— Begin Dataset entries —
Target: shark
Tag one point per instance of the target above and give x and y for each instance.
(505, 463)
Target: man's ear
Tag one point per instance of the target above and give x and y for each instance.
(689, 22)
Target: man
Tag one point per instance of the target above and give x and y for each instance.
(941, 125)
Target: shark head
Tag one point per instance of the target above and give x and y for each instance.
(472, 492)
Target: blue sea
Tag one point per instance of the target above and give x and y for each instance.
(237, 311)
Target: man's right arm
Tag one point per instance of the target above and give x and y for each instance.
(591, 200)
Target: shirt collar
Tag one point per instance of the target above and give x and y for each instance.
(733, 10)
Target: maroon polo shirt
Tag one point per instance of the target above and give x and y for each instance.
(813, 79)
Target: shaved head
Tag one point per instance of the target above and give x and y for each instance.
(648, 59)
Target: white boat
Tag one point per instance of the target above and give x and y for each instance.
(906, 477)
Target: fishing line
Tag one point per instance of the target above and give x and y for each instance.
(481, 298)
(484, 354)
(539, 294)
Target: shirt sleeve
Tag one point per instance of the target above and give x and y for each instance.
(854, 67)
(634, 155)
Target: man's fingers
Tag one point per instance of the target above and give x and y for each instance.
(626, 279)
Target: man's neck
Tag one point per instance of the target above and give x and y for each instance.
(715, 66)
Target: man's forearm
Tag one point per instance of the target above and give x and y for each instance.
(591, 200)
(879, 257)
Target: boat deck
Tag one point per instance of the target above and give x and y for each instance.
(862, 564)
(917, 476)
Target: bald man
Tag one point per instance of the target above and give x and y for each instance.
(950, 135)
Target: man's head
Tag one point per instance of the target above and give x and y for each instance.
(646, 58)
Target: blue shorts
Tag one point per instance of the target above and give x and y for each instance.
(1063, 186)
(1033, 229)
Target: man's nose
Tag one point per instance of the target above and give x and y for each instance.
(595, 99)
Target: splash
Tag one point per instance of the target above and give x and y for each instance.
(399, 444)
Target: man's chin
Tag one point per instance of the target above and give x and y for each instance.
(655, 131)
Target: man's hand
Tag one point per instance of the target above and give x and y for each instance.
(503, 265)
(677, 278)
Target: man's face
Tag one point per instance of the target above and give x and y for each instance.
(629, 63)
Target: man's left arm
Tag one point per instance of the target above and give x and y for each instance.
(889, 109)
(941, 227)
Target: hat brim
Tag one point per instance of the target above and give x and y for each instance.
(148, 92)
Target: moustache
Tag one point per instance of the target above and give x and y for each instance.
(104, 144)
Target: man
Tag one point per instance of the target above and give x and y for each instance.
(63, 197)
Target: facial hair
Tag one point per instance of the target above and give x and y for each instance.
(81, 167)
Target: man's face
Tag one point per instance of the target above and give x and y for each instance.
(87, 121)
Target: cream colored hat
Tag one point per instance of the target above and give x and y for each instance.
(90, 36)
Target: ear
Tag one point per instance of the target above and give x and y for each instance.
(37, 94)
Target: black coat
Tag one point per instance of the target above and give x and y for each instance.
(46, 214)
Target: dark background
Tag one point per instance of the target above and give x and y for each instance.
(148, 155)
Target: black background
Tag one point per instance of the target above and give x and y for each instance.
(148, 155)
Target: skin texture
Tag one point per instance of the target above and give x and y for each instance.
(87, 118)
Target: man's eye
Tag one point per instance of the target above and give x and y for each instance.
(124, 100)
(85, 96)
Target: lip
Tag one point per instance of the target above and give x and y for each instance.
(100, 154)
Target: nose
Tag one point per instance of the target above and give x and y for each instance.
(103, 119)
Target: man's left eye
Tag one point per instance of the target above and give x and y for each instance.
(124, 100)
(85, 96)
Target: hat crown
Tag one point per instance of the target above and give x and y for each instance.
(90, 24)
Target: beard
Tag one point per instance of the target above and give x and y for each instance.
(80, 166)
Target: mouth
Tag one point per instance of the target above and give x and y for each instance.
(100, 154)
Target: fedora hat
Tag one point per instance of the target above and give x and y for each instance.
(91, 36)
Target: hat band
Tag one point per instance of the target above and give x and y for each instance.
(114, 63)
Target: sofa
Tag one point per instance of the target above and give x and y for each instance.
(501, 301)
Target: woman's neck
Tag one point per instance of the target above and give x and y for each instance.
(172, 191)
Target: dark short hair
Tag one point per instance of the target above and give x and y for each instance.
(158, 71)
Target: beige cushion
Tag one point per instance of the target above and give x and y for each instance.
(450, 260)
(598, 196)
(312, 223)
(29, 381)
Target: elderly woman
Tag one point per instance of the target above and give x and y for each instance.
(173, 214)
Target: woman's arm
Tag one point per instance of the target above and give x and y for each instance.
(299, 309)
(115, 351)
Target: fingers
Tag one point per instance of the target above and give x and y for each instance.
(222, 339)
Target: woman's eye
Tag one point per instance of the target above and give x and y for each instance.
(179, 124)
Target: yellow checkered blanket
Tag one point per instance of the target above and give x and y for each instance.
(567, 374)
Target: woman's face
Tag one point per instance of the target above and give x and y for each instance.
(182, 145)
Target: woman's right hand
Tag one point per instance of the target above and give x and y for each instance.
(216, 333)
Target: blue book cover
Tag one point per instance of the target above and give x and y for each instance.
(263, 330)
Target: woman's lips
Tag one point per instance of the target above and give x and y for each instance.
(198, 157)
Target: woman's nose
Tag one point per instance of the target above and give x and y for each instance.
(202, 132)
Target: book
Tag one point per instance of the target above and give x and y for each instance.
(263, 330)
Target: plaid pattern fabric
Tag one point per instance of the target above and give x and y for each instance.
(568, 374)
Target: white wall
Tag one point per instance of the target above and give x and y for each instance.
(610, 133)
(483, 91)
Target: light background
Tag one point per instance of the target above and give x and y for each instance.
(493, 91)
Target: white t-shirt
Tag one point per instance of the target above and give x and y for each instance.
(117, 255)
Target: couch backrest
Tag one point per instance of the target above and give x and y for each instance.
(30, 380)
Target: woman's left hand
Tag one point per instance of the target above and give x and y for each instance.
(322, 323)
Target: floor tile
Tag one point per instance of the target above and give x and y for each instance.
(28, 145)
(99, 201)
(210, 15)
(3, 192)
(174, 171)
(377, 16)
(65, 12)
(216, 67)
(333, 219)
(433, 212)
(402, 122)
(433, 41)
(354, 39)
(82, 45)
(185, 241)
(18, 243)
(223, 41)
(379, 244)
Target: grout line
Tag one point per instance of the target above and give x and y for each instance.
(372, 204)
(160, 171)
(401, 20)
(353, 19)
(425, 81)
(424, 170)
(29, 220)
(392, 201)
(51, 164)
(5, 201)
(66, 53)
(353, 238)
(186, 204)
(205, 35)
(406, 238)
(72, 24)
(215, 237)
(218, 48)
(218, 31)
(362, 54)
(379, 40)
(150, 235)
— End Dataset entries —
▶ [Challenge]:
Format every line of the entries above as a numbered list, skipping any blank lines.

▶ [Response]:
1. Target: shark
2. Tag one point per instance of the target above and give x and y for each instance.
3. (505, 463)
4. Target: man's ear
5. Tag one point per instance of the target above and give x and y for each instance.
6. (689, 22)
7. Target: man
8. Tag one point per instance of the target above and give x and y for each instance.
9. (941, 125)
10. Target: shark head
11. Tag one point per instance of the target above and give x and y for each instance.
12. (472, 492)
13. Target: blue sea
14. Tag one point per instance of the target above and give x and y for each instance.
15. (237, 311)
16. Target: man's right arm
17. Tag one point per instance of the target above and give x and y for each instance.
18. (591, 200)
19. Target: shirt collar
20. Tag one point per instance of the target above and give x and y for each instance.
21. (733, 10)
22. Target: maroon polo shirt
23. Tag one point per instance of the target above and give x and y for each instance.
24. (813, 79)
25. Target: shaved head
26. Tag one point per instance of the target above and give x and y for each instance.
27. (648, 59)
28. Target: white boat
29. Tag one point per instance of the target above and give x and y for each instance.
30. (906, 477)
31. Target: fishing line
32. Tag one point per instance of the target above and give x and y for each instance.
33. (481, 298)
34. (484, 354)
35. (539, 294)
36. Target: shirt sleeve
37. Tag one point per instance of the target above and give x and y for each instance.
38. (854, 67)
39. (634, 155)
40. Target: man's fingers
41. Tag one point per instance of the target above and give x and y for each instance.
42. (626, 279)
43. Target: man's neck
44. Tag one point per instance of the target above and give x and y for each instance.
45. (715, 66)
46. Target: man's forearm
47. Tag one point per instance of the target above and give x and y for each instance.
48. (591, 200)
49. (879, 257)
50. Target: boat deck
51. Tag one point per instance of the target above and give x and y for each instance.
52. (862, 564)
53. (917, 476)
54. Target: bald man
55. Tag one point per instance of the target above and give x and y for each instance.
56. (950, 135)
57. Target: man's head
58. Tag one point per instance of the target above and give x and y for each instance.
59. (646, 58)
60. Target: blue shorts
61. Tag one point per instance of the target above and give x and y for each instance.
62. (1063, 186)
63. (1033, 229)
64. Target: man's nose
65. Tag one point per instance of the target above and give x and y for each instance.
66. (595, 99)
67. Target: splash
68. Tag one point per instance of the target above and give x and y for each instance.
69. (399, 444)
70. Target: man's chin
71. Tag one point per instance of the target above and give x and y for each instance.
72. (655, 131)
73. Target: man's hand
74. Tag one point per instance of the target above and give x and y for each instance.
75. (503, 265)
76. (677, 278)
77. Target: man's face
78. Tag one point per instance of the target above and give x and y for each instance.
79. (629, 63)
80. Target: man's left arm
81. Tag one point per instance of the target above and give x and y for each instance.
82. (889, 109)
83. (941, 227)
84. Target: hat brim
85. Tag one point per instance of the target above and give x and y for each instance.
86. (148, 92)
87. Target: moustache
88. Tag one point per instance of the target above and give x and y for each instance.
89. (104, 144)
90. Target: man
91. Tag one point per instance of the target above and give x and y for each instance.
92. (63, 197)
93. Target: facial hair
94. Tag one point per instance of the target above and give x and y for each instance.
95. (81, 167)
96. Target: man's face
97. Tag one point per instance of the target above and give x and y for each instance.
98. (87, 121)
99. Target: cream colored hat
100. Tag one point per instance of the target above and give x and y for each instance.
101. (90, 36)
102. Target: ear
103. Tag one point per instance of the target above and give x and y for each instance.
104. (37, 94)
105. Target: black coat
106. Tag one point per instance of the target above and give x and y for each instance.
107. (46, 214)
108. Target: dark background
109. Tag one point per instance of the target above and give x and y for each instance.
110. (148, 155)
111. Target: black background
112. Tag one point per instance of the target above and give x and y for each instance.
113. (148, 155)
114. Target: skin texture
115. Tag one point per instance of the target above and give x and y for each instance.
116. (87, 118)
117. Target: man's eye
118. Tag one point per instance of the target above and give x and y for each instance.
119. (124, 100)
120. (85, 96)
121. Target: lip
122. Tag one point per instance of the target above and give x and y for each instance.
123. (100, 154)
124. Target: nose
125. Tag one point per instance of the target above and give x and y for each instance.
126. (103, 119)
127. Target: man's left eye
128. Tag one point per instance of the target above and give x and y for each instance.
129. (124, 100)
130. (85, 96)
131. Target: hat crown
132. Tag one point per instance of the target above and give x and y for each instance.
133. (90, 24)
134. Target: beard
135. Tag one point per instance of the target above and give x and y for each instance.
136. (80, 166)
137. Target: mouth
138. Tag one point per instance of the target above and give x and y for each instance.
139. (100, 154)
140. Target: fedora hat
141. Tag one point per instance of the target above and give x and y for each instance.
142. (91, 36)
143. Target: hat band
144. Tag one point per instance of the target above and give x and y for each instance.
145. (114, 63)
146. Target: sofa
147. Tag one point per instance of the target above and give x and y for each instance.
148. (501, 301)
149. Target: woman's neck
150. Tag one point per instance of the target above and give x and y for each instance.
151. (172, 191)
152. Target: dark short hair
153. Tag one point per instance of the target above and give x and y for each instance.
154. (158, 71)
155. Target: beige cushion
156. Tag one point per instance of the target above and give x and y for each instance.
157. (450, 260)
158. (598, 196)
159. (312, 223)
160. (29, 381)
161. Target: elderly woman
162. Tag one point per instance of the target above and give x and y for each instance.
163. (173, 214)
164. Target: woman's arm
165. Tag one point per instance of the target above and give x and y for each instance.
166. (299, 309)
167. (115, 351)
168. Target: fingers
169. Tag one point per instance of the target above and give x and y for each instance.
170. (222, 339)
171. Target: woman's eye
172. Tag one point per instance of the target above and give x and y for each instance.
173. (179, 124)
174. Target: yellow checkered blanket
175. Tag one point per instance of the target above and give x and y for each instance.
176. (567, 374)
177. Target: woman's face
178. Tag one point per instance of the target above and give x and y for each instance.
179. (182, 145)
180. Target: woman's right hand
181. Tag one point per instance of the target above and give x and y for each instance.
182. (216, 333)
183. Target: blue book cover
184. Tag one point per instance of the target above and give x and y for each instance.
185. (263, 330)
186. Target: woman's lips
187. Tag one point per instance of the target above and give x and y for each instance.
188. (198, 157)
189. Target: woman's nose
190. Tag one point per instance of the target above and give x and y for each instance.
191. (202, 132)
192. Target: book
193. Tag one point per instance of the target above and give x and y for each instance.
194. (263, 330)
195. Target: plaid pattern fabric
196. Tag one point per instance of the target above and give x and y for each instance.
197. (568, 374)
198. Target: white wall
199. Tag one point per instance of the target above and give x and y for each instance.
200. (610, 133)
201. (483, 91)
202. Target: light background
203. Tag one point per instance of the target above and give x and y for each instance.
204. (493, 91)
205. Target: white t-shirt
206. Tag one point per instance of the target above and give x and y for each instance.
207. (117, 255)
208. Target: couch backrest
209. Tag one point per instance of the target above and give x and y for each instance.
210. (30, 380)
211. Target: woman's left hand
212. Tag one point per instance of the target above and give x and y for each instance.
213. (322, 323)
214. Target: floor tile
215. Tag one point per instance of the target above and give x and y for each instance.
216. (28, 145)
217. (99, 201)
218. (210, 15)
219. (3, 192)
220. (174, 171)
221. (377, 16)
222. (65, 12)
223. (216, 67)
224. (333, 219)
225. (433, 212)
226. (402, 122)
227. (433, 41)
228. (354, 39)
229. (82, 45)
230. (185, 241)
231. (18, 243)
232. (223, 41)
233. (379, 244)
234. Target: grout line
235. Tag one point per instance of the target above and give x and y for each instance.
236. (372, 204)
237. (160, 171)
238. (401, 20)
239. (353, 19)
240. (425, 81)
241. (424, 170)
242. (29, 220)
243. (392, 201)
244. (51, 164)
245. (5, 201)
246. (66, 53)
247. (353, 238)
248. (186, 204)
249. (205, 35)
250. (406, 238)
251. (72, 24)
252. (215, 237)
253. (218, 48)
254. (218, 31)
255. (362, 54)
256. (379, 40)
257. (150, 235)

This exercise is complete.